Do this
Please count how many lines of the rows below contain the string "grass", treating case as significant, and reply with the number only.

(Extracted records)
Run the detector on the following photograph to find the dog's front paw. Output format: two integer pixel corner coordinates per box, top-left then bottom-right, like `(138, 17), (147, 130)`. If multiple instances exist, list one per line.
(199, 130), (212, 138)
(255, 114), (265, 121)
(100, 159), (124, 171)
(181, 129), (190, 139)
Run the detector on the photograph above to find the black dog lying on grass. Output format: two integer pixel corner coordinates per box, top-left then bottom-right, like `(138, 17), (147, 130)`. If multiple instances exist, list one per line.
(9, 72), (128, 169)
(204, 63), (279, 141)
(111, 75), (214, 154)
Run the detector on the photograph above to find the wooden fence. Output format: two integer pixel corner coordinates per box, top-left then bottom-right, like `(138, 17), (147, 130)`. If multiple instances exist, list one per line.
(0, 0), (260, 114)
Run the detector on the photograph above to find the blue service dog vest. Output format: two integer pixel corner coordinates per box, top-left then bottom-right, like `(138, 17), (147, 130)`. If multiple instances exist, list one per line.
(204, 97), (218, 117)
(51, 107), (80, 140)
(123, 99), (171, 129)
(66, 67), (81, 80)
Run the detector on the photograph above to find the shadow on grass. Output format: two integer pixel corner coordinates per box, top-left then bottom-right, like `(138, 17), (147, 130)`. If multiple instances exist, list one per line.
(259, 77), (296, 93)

Correct output
2